--- Begin ---

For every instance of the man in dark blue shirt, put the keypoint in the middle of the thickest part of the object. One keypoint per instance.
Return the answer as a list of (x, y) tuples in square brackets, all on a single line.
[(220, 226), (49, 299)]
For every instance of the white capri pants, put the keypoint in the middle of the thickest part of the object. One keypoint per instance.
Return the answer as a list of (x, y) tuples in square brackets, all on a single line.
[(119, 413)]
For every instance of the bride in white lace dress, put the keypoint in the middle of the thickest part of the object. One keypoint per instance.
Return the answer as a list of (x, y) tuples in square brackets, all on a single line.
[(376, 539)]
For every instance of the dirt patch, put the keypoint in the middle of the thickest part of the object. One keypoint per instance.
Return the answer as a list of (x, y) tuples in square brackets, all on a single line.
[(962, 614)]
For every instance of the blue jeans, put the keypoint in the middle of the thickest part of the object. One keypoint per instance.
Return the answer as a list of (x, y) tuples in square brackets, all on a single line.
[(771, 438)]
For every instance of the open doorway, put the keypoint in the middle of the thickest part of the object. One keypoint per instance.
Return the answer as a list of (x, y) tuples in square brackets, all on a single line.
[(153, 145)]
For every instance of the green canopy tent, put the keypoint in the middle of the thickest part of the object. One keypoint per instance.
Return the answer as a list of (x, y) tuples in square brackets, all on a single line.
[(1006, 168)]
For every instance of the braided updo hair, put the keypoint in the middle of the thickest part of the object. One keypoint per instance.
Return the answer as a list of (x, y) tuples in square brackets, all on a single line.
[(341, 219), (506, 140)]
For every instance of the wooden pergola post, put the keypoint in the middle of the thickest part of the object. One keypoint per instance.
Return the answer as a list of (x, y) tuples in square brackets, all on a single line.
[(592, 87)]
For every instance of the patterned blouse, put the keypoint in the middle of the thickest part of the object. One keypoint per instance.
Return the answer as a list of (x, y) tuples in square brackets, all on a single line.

--- End ---

**REQUIRED WORK:**
Reproduce all of the entries above verbatim, keeping them in their original order.

**COMPLETE OUTPUT:**
For every instance of the man in dark blue shirt, put the keypoint in the middle of the thickest part of the object. One keypoint per instance.
Return the answer as a list of (x, y) tuples in square brackets, all on a single line.
[(220, 226), (49, 299)]
For every instance of the white capri pants, put the keypoint in the middle of the thickest part of the object. One keypoint per instance.
Return the answer as a list of (x, y) tuples in square brackets, all on a single line.
[(119, 413)]
For every instance of the bride in white lace dress, put the keypoint in the middle of the thickest part of the object. One keypoint per instance.
Return the answer as a list of (x, y) tuples in square brackets, all on a single line.
[(376, 539)]
For every instance of the dirt patch, put the keypoint in the middle of the thickest part of the object. One keypoint per instance.
Return the answer as a list of (x, y) tuples in square brackets, all on a single line.
[(962, 614)]
For every instance of the blue jeans, put the keypoint in the middle of the thickest part of the object. One keypoint per instance.
Return the answer as a list of (x, y) tuples in square brackets, all on a single line.
[(771, 438)]
For every instance of the open doorway, put the keypoint in the middle of the thickest part of the object. One keypoint per instance.
Return the answer as a list of (x, y) tuples in square brackets, all on a single line.
[(153, 145)]
For every instance of the green canopy tent, put the keypoint in the middle of the thickest part of the object. One keypoint per instance.
Return the answer as a list of (x, y) tuples in square brackets, all on a single line.
[(1006, 168)]
For every instance of the braided updo hair, put the keypoint in the middle of the thickest part of the object. One keypoint per instance.
Return the answer as a list of (x, y) tuples in square brackets, all on a single line.
[(341, 219), (506, 140)]
For every instance of the wooden pergola post, put the keypoint in the middle of the thickest part of the object. One keypoint per instance.
Return the answer as a list of (x, y) tuples in square brackets, all on a single line.
[(592, 87)]
For every instance of the patterned blouse, put the keypoint in the middle of the thickest part of the object. One keypoint per instance.
Return the answer as a list of (x, y) tuples in square brackets, all on a single line.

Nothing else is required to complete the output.